For me, this grinder is a love / hate relationship. I love the espresso it produces, but that's it. It's very, very noisy and consumes too much coffee when pulling widely spaced singles. 1 for the bin, 1 for the basket is about right. When changing coffees, it's quicker to shop vac out the remainder than pulse the grinder for several minutes to clear the end of the last roast. The missus was not very amused the first time I ground the remnants with the lid off. Coffee bean bits everywhere. Even the throat gate does not stop all popcorn ejecta.

Construction is OK. The stainless sheet metal does little to damp vibration. Clip nuts should be replaced by PEM nuts. Dis- and Re- assembling the grinder will be a major pain as most of the mounting hardware is not captive, so tiny little nuts and washer have to be fished onto tiny screws deep inside the machine. In fairness, a complete tear down is hopefully many years hence.

**Exercise**: Copy the grinder review word for word between "Construction is OK." and "many years hence.", inclusive. The material comes from a separate source.

**Listed entries**:
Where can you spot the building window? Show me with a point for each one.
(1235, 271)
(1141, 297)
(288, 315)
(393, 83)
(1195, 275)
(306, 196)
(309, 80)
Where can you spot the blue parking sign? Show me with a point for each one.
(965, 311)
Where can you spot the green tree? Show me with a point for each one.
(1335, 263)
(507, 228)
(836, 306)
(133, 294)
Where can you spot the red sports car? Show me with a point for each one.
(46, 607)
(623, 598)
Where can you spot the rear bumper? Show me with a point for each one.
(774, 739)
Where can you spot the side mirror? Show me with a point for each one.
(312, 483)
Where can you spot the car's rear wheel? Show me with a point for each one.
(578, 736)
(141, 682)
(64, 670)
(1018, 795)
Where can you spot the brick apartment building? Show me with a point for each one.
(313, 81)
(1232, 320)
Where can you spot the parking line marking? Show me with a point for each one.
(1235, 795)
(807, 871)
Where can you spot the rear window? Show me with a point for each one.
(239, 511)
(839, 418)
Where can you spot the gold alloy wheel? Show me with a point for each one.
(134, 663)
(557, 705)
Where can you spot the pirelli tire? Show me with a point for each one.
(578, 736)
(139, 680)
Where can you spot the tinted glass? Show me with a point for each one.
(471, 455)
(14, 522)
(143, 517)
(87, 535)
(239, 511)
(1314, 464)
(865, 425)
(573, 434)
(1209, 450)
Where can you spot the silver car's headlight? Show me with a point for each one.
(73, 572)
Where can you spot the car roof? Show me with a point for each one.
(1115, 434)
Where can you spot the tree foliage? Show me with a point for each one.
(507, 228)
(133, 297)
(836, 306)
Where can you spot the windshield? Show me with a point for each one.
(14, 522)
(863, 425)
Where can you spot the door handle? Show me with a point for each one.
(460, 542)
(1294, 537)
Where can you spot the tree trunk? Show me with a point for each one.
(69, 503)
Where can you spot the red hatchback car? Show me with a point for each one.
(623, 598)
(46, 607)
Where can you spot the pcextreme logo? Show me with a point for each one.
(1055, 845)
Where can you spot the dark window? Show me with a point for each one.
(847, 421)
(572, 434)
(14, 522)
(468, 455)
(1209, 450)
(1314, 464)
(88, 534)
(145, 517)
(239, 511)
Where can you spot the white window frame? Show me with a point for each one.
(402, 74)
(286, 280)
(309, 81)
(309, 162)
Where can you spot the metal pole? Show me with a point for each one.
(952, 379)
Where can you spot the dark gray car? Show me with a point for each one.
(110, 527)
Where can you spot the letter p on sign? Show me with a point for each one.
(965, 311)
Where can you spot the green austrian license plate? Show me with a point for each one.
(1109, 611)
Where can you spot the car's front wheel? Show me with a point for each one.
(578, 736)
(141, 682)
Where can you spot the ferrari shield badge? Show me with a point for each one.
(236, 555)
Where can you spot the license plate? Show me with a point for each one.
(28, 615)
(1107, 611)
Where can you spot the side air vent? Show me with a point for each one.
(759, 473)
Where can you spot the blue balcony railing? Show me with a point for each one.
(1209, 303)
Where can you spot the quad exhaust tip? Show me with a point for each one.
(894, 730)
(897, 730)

**Expected answer**:
Construction is OK. The stainless sheet metal does little to damp vibration. Clip nuts should be replaced by PEM nuts. Dis- and Re- assembling the grinder will be a major pain as most of the mounting hardware is not captive, so tiny little nuts and washer have to be fished onto tiny screws deep inside the machine. In fairness, a complete tear down is hopefully many years hence.